■ **QUOTED TEXT**:
The public might be more tolerant of such hijinks if lawmakers were also doing their jobs i.e., dealing with the many policy issues that confront such a large and fractious state. But year after year, the schools and the roads deteriorate, the state budget goes unbalanced, the water supply becomes more precarious and the economy stagnates.
Meanwhile, the Capitol emits legislation that is either petty or slavishly responds to well-heeled special interests.
The Legislature reconvenes today, which means it has another chance to either reinforce its low standing or improve its image, but those annual opportunities may be running out. One of the many ballot measures kicking around this year would end California's 45-year experiment with a full-time, professional Legislature and return it to part-time status.
Were the Legislature so inclined, there's no shortage of pithy issues that it could address this year, beginning with the chronically unbalanced state budget.

■ **GIVEN EXERCISE 1**:
Answer these questions from the commentary on California's Legislature:
(a) What would one of the ballot measures mentioned for this year do?
(b) What does the Legislature do today?
(c) Which issue is named first among those the Legislature could take up this year?
■ **GIVEN EXERCISE 2**: Carry on the commentary on California's Legislature, starting after its final sentence.
The data that follow aren't needed.

■ **DATA**:
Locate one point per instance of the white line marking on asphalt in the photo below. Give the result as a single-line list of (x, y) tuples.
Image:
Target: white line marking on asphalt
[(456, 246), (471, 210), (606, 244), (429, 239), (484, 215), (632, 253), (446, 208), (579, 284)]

■ **TASK RESPONSE 1**:
(a) It would end California's 45-year experiment with a full-time, professional Legislature and return it to part-time status.
(b) It reconvenes.
(c) The chronically unbalanced state budget.

■ **TASK RESPONSE 2**:
With revenues running behind last summer's rosy expectations, the budget is probably in the red already, even with a billion dollars of "trigger" spending cuts, and a deficit in the range of $12 billion to $13 billion looms for fiscal year 2012-13.
Gov. Jerry Brown and Democrats hope that voters will pass some new taxes next fall. They probably will fashion a 2012-13 budget that assumes their enactment. Even that assumption, however, would require some deeper spending cuts or more gimmicks.
Brown says that if Democrats want voters to raise taxes, they must establish credibility by reforming a public pension system he calls "unsustainable." But the public employee unions on which Democrats depend for support oppose any but superficial changes.
A water bond scheduled for the November ballot could be doomed unless legislators heed Brown's warnings that it must be slenderized and stripped of its pork, such as a quarter-billion-dollar bailout for billionaire Warren Buffett's utility company, or a park in the district of former Assembly Speaker Karen Bass.
Another tough decision is whether to give the proposed north-south bullet train project an injection of state bond funds, or pull the plug, as most voters in a recent statewide poll prefer.
Those are merely a few of the issues that the Legislature could resolve but only if it mends its laggard ways.